Job - Extract the final stretch of the data: the line that contains "the red knit" and every line after it, unaltered, and no other lines.
* * * * * * * * *
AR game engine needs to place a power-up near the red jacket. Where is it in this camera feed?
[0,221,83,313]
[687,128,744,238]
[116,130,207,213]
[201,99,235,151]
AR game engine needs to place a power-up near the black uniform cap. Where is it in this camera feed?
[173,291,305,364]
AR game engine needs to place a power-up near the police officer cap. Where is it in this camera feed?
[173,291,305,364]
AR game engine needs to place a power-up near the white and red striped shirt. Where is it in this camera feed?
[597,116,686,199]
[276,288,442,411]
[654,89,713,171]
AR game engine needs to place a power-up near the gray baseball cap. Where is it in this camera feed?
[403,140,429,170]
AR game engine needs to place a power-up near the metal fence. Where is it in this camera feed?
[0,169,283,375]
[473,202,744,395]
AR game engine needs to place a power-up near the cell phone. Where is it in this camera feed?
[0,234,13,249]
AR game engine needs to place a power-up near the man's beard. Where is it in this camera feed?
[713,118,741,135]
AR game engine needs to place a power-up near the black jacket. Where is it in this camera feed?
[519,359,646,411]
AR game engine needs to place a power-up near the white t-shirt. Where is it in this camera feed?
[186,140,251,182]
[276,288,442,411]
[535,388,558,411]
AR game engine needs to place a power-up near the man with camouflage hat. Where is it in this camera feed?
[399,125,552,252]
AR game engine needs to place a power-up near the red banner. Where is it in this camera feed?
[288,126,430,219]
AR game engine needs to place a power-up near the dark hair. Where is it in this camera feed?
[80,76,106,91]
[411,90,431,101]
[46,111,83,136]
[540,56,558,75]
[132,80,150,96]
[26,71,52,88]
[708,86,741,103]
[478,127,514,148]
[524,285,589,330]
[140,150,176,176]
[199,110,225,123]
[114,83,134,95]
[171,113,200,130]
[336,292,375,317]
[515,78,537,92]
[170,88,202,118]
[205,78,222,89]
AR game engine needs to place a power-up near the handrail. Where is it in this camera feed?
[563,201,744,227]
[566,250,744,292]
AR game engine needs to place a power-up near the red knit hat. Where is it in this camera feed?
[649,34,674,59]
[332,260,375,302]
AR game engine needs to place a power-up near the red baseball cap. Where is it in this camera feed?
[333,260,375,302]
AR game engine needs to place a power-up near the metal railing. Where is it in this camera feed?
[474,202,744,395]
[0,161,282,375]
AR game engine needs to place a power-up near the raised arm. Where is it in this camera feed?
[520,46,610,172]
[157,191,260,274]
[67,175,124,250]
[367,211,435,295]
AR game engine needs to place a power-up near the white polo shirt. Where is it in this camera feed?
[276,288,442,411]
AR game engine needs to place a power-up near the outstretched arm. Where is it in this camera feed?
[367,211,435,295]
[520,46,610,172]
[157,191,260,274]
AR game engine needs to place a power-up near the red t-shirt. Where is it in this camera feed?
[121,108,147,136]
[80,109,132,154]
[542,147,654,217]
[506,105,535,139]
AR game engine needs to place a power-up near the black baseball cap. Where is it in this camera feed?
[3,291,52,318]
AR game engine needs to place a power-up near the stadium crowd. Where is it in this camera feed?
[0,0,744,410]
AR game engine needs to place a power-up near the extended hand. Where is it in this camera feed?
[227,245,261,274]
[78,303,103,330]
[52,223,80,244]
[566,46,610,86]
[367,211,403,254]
* * * * * * * * *
Task response -
AR game engine needs to place a power-up near the red knit hat. Where is it in this camera feed?
[649,34,674,59]
[332,260,375,302]
AR game engine needs to place a power-up near the red baseball cap. Where is it in this camera feed?
[333,260,375,302]
AR game engine needs to place a power-up near the metal railing. Where is it in this camera feed?
[474,202,744,395]
[0,161,282,375]
AR game engine needs to place a power-up near the raised arm. Where is it in this camera feed?
[520,46,610,172]
[157,191,260,274]
[67,175,124,250]
[367,211,435,295]
AR game engine needs to place a power-up near the white polo shirt. Where is it in this camera feed?
[276,288,442,411]
AR game engine needs to place a power-up near the outstretched arm. Where is it in this camera feed?
[367,211,435,295]
[520,46,610,172]
[157,191,260,274]
AR game engine needs to place a power-up near the red t-shirt. Where is it in this camera feed?
[121,108,147,136]
[80,109,132,154]
[542,147,654,217]
[506,105,535,139]
AR game engine needs to place a power-up near the black baseball cap. Where is it in this camera feed?
[3,291,52,318]
AR game engine needs to place a power-up near the stadium crowd. Where is it in this camera feed?
[0,0,744,410]
AR game engine needs to place a power-up near the extended hand. Where is it in this camera feed?
[227,245,261,274]
[78,303,103,330]
[52,223,80,244]
[566,46,610,86]
[367,211,403,254]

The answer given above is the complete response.